# DESCRIPTION OF THE TASK:
Please repeat all of the listing exactly.

# PROVIDED RECORDS:
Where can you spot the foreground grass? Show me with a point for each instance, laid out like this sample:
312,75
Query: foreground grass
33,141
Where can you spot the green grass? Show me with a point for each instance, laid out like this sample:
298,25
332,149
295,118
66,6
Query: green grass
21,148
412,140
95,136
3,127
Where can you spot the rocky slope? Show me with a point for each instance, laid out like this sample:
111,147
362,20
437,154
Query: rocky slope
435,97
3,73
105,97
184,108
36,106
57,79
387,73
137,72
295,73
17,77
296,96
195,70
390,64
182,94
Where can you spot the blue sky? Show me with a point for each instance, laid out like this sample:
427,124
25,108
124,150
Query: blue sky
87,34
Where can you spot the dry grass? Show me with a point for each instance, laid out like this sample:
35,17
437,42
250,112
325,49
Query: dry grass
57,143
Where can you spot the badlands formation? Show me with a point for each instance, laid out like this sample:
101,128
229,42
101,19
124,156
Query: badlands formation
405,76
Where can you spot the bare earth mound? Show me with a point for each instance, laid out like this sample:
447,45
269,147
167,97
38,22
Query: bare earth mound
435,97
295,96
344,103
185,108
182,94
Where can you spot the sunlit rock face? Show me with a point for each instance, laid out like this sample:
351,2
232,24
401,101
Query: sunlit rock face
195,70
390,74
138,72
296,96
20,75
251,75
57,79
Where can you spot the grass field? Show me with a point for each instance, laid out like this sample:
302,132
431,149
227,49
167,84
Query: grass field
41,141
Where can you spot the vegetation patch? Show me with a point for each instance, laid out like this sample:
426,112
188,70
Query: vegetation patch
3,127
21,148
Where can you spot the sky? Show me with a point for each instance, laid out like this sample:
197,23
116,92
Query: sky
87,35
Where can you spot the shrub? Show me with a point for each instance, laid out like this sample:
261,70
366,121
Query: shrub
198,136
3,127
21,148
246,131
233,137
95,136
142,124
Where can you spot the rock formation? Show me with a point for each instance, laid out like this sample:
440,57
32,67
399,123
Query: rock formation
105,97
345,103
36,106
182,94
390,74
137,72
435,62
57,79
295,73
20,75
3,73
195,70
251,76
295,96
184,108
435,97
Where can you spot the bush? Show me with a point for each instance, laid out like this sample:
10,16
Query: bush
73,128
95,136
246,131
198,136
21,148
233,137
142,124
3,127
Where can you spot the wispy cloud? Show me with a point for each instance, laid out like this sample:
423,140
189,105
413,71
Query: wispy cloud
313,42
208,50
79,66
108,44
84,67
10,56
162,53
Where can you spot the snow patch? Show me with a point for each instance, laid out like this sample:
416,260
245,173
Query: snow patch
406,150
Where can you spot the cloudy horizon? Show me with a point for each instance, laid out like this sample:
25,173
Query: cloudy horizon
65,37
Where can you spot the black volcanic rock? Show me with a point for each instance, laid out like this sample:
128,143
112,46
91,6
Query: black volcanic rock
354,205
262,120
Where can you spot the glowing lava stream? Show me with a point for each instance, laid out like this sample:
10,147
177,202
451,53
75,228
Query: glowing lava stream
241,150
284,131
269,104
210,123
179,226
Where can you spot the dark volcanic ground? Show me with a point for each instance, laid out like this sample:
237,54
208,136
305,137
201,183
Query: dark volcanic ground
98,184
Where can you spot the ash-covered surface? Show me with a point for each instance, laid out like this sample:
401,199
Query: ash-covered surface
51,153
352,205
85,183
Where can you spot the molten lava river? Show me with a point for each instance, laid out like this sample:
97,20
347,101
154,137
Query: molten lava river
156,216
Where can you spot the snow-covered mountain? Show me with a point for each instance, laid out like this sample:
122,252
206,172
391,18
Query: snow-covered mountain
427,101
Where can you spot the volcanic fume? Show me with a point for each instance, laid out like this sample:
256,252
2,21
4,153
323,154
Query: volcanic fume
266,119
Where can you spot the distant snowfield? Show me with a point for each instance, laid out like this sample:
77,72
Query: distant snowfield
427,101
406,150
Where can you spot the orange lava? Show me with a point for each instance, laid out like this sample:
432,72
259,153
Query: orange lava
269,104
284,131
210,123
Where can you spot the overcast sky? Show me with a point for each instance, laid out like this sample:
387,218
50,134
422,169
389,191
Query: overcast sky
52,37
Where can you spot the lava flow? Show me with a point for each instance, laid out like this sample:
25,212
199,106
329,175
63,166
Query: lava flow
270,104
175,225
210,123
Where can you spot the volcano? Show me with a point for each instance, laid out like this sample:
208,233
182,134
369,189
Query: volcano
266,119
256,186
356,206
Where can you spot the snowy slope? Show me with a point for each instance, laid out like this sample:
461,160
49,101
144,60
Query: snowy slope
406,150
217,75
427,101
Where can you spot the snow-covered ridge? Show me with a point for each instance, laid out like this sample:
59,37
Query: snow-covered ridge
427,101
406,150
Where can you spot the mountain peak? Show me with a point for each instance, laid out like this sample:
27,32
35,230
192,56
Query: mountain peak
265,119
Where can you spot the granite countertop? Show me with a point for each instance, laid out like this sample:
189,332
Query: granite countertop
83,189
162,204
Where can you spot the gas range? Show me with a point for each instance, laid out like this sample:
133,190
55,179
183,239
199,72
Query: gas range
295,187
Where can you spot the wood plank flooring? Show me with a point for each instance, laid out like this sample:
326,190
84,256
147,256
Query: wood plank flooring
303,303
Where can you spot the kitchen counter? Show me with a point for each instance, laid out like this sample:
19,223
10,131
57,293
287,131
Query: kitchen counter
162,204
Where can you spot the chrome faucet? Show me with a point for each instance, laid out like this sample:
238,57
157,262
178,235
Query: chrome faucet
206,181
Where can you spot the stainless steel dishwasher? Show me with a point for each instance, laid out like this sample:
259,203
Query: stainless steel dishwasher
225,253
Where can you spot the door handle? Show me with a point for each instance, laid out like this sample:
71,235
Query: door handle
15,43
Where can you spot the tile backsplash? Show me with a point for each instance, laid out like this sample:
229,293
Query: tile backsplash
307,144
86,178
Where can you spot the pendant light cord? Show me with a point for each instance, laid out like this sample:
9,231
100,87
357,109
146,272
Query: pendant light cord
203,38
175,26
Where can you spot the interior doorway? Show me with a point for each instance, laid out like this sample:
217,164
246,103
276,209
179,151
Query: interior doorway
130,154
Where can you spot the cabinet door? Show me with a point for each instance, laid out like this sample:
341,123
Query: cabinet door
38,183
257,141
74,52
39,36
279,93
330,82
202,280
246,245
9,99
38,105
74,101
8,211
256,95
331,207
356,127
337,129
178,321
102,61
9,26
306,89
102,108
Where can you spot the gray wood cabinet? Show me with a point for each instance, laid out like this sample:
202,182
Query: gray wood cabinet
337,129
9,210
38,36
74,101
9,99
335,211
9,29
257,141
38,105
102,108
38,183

# SOLUTION FOR THIS EXERCISE:
Where can you spot the foreground grass? Show me with a point for each instance, laid out like this sample:
312,75
Query: foreground grass
33,141
Where can you spot the green grass? Show me with a point for each instance, laid out like this sample:
298,25
332,149
295,118
66,6
Query: green grass
21,148
412,140
95,136
3,127
Where can you spot the rocky slope? Show me with a point for each instance, laid out like this sample:
111,147
362,20
437,154
Query: rocky slope
435,97
3,73
105,97
184,108
36,106
57,79
387,73
137,72
295,73
17,77
296,96
195,70
390,64
182,94
Where can you spot the blue sky? Show me with a point for each instance, laid out like this sample:
427,124
25,108
124,150
Query: blue sky
87,34
Where can you spot the dry grass? Show me with a point for each instance, laid out like this sample:
35,17
437,42
250,112
325,49
Query: dry grass
57,143
Where can you spot the badlands formation? Show me with a point for each instance, laid out like this sample:
101,128
229,42
101,19
124,156
Query: badlands formation
405,76
Where can you spot the bare earth mound? Show me with a point for each instance, laid out like this sample:
447,45
269,147
167,97
38,22
Query: bare earth mound
435,97
295,96
344,103
185,108
182,94
Where can you spot the sunlit rock face? Show me with a point for each instance, laid out like this sample:
351,2
232,24
401,101
Query: sunlit rock face
195,70
390,74
138,72
296,96
20,75
251,75
57,79
Where can you spot the grass field? Show me with a point for each instance, laid out like this sample:
302,132
431,149
227,49
167,84
Query: grass field
41,141
Where can you spot the vegetation patch? Show me with a point for each instance, laid out like this sample:
426,112
188,70
Query: vegetation patch
3,127
21,148
Where can you spot the sky? Show me with a point for each instance, laid out like this sample:
197,23
116,92
Query: sky
87,35
Where can you spot the shrub? Show me with a point for each instance, laid out like this sample:
261,70
366,121
Query: shrub
198,136
3,127
21,148
246,131
233,137
95,136
142,124
Where can you spot the rock formation? Show me with a point for each instance, laid out like this sample:
440,57
32,67
399,123
Query: rock formation
105,97
345,103
36,106
182,94
390,74
137,72
435,62
57,79
295,73
20,75
3,73
195,70
251,76
295,96
184,108
435,97
Where can you spot the bush? Show me with a point for each instance, laid out like this sample:
10,16
Query: bush
73,128
95,136
246,131
198,136
21,148
233,137
142,124
3,127
Where can you spot the wispy cloud? Show me with a point for each instance, laid out like this sample:
423,140
189,105
413,71
Query: wispy cloud
313,42
208,50
79,66
108,44
84,67
10,56
162,53
Where can you spot the snow patch? Show me with a point for each instance, laid out like this sample:
416,260
245,173
Query: snow patch
406,150
Where can you spot the cloudy horizon? Show me with a point for each instance, laid out like this sample:
25,173
Query: cloudy horizon
65,37
Where can you spot the black volcanic rock? Show me with a point for each instance, laid out like this sample:
128,143
112,46
91,6
Query: black volcanic rock
354,205
262,120
Where can you spot the glowing lava stream? Show me with a point for each instance, laid out like this sample:
10,147
177,202
451,53
75,228
Query: glowing lava stream
241,150
284,131
269,104
210,123
179,226
Where can you spot the dark volcanic ground? Show me with a point for each instance, laid out like this sample:
237,54
208,136
305,137
201,183
Query: dark volcanic ground
98,184
Where can you spot the ash-covered surface? Show me with a point for each instance, laid out like this sample:
401,199
Query: ash-covered surface
51,153
352,205
85,183
Where can you spot the molten lava river? Show me with a point for each instance, laid out like this sample:
97,20
347,101
154,137
Query: molten lava river
156,216
Where can you spot the snow-covered mountain? Show me with a point for each instance, laid out like this sample:
122,252
206,172
391,18
Query: snow-covered mountain
427,101
Where can you spot the volcanic fume? Show me with a point for each instance, laid out like this sample:
256,252
2,21
4,153
323,154
Query: volcanic fume
266,119
Where can you spot the distant snowfield? Show me with a point for each instance, laid out like this sample:
77,72
Query: distant snowfield
427,101
406,150
Where can you spot the orange lava? Show me with a point for each instance, laid out like this sample:
432,72
259,153
Query: orange lava
269,104
284,131
210,123
Where can you spot the overcast sky? Show me with a point for each instance, laid out like this sample:
387,218
50,134
422,169
389,191
Query: overcast sky
52,37
Where can you spot the lava flow? Show me with a point for each instance, laid out like this sample:
25,212
199,106
329,175
63,166
Query: lava flow
270,104
175,225
210,123
Where can you spot the volcano? Show me with a point for each instance, laid out like this sample:
208,233
182,134
369,189
Query: volcano
266,119
256,186
356,206
Where can you spot the snowy slope? Show me with a point for each instance, laid out like this sample:
461,160
49,101
144,60
Query: snowy slope
406,150
217,75
427,101
Where can you spot the snow-covered ridge? Show me with a point for each instance, laid out like this sample:
59,37
Query: snow-covered ridge
427,101
406,150
Where can you spot the mountain peak? Show me with a point for each instance, laid out like this sample:
27,32
35,230
192,56
Query: mountain peak
265,119
Where can you spot the granite countertop? Show me with a point for each instance, laid out like this sample:
189,332
Query: granite countertop
83,189
162,204
Where can you spot the gas range? Show me with a point for each instance, laid out like this sample:
133,190
55,179
183,239
199,72
Query: gas range
295,187
Where can you spot the wood plank flooring? Show me with a point for each instance, laid out like this sample:
326,190
84,256
147,256
Query: wood plank flooring
303,303
Where can you spot the kitchen counter? Show me with a point for each instance, laid out like this sample:
19,223
10,131
57,293
287,131
Query: kitchen counter
162,204
Where can you spot the chrome faucet? Show me with a point for each instance, laid out like this sample:
238,57
157,262
178,235
Query: chrome faucet
206,181
Where can you spot the stainless steel dishwasher? Show me with a point for each instance, laid out like this sample:
259,203
Query: stainless steel dishwasher
225,253
Where can you spot the door handle? Show me with a point for each instance, laid out like this sample:
71,235
Query: door handle
15,43
Where can you spot the tile backsplash? Show me with a point for each instance, laid out like this sample:
229,293
Query: tile backsplash
307,144
86,178
Where can you spot the pendant light cord? Show me with a point for each instance, laid out like this sample:
9,231
100,87
357,109
146,272
Query: pendant light cord
203,38
175,26
Where can you spot the interior doorway? Show me with a point for each instance, laid out like this sample:
217,164
246,103
276,209
179,151
Query: interior doorway
130,154
Where can you spot the cabinet door? Show me with a point for each instance, laid out like this sample:
341,123
Query: cabinet door
38,183
257,141
74,52
39,36
279,93
330,82
202,280
246,245
9,99
38,105
74,101
8,211
256,95
331,207
356,127
337,129
178,321
102,61
9,26
306,89
102,108
Where can you spot the gray wood cabinet? Show me with a point for each instance, laid out like this sample:
202,182
Query: gray wood cabinet
337,129
9,210
38,36
74,101
9,99
335,211
9,29
257,141
38,105
102,108
38,183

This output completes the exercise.